EXERCISE AIM = Please reproduce word for word the lines below between the line containing "form: point(798, 241)." and the line containing "point(447, 459)", both included, and nothing else.

━━━ DATA ROWS ━━━

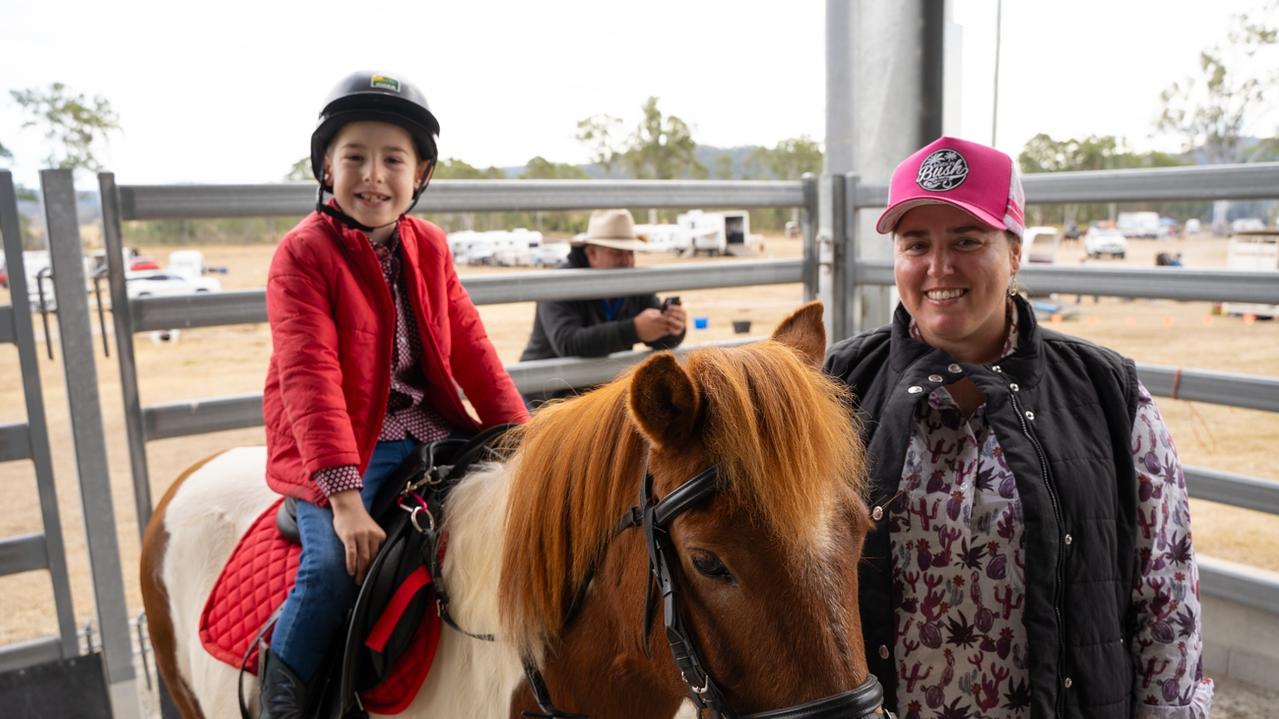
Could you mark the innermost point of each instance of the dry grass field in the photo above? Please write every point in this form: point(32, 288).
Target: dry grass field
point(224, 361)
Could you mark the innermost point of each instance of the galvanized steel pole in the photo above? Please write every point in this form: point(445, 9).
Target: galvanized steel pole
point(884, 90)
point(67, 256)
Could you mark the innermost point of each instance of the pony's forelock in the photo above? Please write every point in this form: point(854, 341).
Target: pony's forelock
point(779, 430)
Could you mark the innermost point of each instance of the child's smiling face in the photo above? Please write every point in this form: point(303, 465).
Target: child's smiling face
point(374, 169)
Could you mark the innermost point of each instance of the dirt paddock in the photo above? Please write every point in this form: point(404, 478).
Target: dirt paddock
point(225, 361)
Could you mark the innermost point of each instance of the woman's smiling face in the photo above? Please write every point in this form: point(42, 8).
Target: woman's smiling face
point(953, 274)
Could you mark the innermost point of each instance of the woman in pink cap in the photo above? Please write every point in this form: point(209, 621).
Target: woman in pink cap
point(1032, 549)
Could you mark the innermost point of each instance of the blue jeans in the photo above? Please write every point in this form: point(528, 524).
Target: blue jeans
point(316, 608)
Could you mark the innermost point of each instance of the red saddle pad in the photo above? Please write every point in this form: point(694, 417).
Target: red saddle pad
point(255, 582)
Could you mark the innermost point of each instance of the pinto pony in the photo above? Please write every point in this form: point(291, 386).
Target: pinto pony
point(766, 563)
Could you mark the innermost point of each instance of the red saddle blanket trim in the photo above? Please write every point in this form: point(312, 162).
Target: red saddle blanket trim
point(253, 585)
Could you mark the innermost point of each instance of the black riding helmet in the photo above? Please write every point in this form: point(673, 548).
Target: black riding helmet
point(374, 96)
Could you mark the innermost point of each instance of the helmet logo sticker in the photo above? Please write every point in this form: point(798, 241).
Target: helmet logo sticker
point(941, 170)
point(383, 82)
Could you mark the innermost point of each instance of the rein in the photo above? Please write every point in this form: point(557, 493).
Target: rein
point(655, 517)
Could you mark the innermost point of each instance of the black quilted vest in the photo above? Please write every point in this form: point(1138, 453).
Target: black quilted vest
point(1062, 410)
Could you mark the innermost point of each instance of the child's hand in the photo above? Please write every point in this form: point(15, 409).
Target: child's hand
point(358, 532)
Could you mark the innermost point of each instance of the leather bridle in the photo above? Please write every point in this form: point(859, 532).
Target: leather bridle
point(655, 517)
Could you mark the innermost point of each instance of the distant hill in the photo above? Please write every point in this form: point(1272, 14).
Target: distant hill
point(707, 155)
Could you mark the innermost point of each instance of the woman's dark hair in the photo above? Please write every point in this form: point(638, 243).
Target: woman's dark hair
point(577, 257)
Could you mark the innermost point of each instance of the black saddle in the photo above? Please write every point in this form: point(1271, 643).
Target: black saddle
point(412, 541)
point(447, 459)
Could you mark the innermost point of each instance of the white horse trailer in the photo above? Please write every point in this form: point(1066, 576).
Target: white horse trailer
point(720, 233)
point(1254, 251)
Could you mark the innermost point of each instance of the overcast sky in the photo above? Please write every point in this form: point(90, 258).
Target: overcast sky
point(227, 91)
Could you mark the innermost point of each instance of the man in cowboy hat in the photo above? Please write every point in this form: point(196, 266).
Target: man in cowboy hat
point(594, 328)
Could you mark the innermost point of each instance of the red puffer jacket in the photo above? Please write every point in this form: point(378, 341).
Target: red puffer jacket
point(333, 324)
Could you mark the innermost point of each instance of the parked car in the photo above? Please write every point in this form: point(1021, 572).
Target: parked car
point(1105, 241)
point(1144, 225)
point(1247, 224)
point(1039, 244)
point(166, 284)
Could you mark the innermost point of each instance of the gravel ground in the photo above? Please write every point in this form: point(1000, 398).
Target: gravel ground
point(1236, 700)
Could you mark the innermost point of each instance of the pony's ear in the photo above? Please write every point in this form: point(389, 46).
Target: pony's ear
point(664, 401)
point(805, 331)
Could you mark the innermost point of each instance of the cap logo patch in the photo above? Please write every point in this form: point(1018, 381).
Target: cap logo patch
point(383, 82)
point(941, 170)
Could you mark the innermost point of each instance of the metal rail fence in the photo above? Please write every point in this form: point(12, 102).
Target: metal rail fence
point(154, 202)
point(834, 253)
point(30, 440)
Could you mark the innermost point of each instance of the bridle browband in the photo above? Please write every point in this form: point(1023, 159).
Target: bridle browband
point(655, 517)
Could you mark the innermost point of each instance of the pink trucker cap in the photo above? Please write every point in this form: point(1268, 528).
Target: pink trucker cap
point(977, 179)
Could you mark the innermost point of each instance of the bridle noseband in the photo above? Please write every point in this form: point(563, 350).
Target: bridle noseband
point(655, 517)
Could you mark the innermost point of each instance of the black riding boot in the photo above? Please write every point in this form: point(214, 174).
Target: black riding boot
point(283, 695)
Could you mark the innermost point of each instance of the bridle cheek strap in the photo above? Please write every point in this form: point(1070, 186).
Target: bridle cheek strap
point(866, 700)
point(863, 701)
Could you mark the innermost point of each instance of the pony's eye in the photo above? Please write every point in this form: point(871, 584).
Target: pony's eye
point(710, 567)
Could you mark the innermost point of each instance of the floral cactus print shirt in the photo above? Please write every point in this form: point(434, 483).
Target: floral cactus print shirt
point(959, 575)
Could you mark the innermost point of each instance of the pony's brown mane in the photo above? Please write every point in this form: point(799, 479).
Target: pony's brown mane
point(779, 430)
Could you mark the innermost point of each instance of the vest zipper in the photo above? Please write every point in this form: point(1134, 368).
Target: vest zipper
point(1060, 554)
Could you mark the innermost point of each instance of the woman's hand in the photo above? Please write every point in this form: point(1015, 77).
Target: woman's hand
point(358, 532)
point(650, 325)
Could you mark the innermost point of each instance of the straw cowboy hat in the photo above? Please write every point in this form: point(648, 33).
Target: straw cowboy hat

━━━

EXERCISE ANSWER =
Could you mark the innermost point of each instance of the helmet logo sticker in the photo above? Please write every point in this form: point(798, 241).
Target: helmet logo sticker
point(941, 170)
point(383, 82)
Could you mark the innermost point of each instance of the rein in the photo above? Please write every point in this form: point(557, 493).
Target: rein
point(655, 517)
Could you mark the innermost point of each instance of the black quilted vest in the photo above? Please write every point in this form: point(1138, 453).
Target: black quilted vest
point(1062, 410)
Could you mark the innermost point of each instance of the child's hand in the photo above? Please write every point in this form: point(15, 409).
Target: child's hand
point(358, 532)
Could you mark the innermost point of each instance of the leather bridle in the photo above? Please write every point in this form: point(859, 532).
Target: leather bridle
point(655, 517)
Could you mark the innermost point of each instance of the distant hill in the photo above? Please write every point in this form: point(1272, 14).
Target: distant hill
point(707, 155)
Could you mark the innermost point of each instance of the woman's dark hair in the photo above? Please write every point in this form: point(638, 243).
Target: woman's dark hair
point(577, 257)
Could you mark the innermost point of each instance of the black saddle in the photo above? Please write every point in this form: point(1271, 643).
Target: black saddle
point(412, 541)
point(447, 459)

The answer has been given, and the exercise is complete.